Given problem — Pick out each line in the material below that contains the word "beard" and copy those lines. Only matches with the same capitalization count.

===== Data for processing =====

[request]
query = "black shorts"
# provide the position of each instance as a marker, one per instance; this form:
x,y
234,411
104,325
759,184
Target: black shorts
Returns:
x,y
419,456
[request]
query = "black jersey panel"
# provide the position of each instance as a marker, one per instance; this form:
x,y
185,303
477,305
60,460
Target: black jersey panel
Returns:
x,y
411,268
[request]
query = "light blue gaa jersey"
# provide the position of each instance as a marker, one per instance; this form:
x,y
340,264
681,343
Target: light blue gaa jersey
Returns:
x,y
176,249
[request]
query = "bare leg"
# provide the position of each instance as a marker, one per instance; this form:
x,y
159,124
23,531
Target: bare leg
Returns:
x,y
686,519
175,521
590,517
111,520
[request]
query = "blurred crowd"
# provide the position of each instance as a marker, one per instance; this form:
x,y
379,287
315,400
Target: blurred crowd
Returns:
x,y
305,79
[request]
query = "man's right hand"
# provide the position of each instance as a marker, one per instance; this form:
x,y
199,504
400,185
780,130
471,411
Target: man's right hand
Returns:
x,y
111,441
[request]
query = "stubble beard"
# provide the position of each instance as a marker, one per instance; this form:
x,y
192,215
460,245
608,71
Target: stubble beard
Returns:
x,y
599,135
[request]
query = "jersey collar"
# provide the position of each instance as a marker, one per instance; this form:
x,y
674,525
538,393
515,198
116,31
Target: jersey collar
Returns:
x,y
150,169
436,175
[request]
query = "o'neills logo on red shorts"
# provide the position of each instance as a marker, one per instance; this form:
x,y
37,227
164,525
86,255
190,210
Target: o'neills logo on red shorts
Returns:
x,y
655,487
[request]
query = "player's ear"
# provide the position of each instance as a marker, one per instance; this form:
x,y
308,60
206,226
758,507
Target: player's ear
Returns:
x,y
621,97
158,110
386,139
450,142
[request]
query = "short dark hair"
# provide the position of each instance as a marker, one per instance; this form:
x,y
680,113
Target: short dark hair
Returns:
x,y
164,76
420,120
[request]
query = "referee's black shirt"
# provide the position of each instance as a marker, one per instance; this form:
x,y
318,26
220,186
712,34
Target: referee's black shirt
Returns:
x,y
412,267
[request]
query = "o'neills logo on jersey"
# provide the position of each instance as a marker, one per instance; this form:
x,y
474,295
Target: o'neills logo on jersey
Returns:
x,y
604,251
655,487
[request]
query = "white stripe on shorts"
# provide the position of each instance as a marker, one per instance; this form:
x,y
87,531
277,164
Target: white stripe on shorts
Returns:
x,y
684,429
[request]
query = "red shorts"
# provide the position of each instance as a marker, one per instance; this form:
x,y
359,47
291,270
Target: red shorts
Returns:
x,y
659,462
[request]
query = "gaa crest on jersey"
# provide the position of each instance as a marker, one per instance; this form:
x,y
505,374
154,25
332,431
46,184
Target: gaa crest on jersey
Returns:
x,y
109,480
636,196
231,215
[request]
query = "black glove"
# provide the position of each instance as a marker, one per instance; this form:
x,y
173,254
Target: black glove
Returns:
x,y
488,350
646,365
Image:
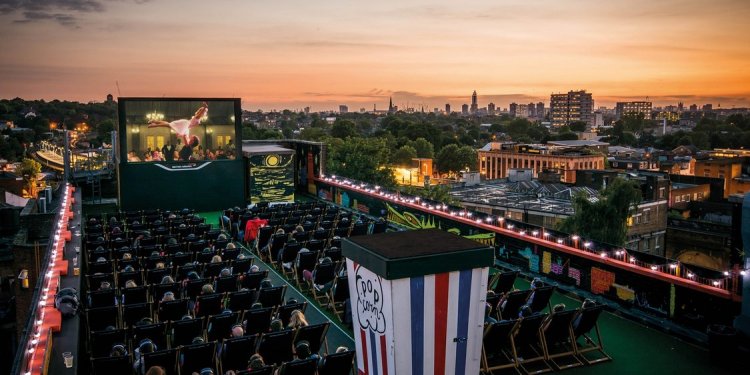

=====

Result of the task —
query = "stubble beard"
Target: stubble beard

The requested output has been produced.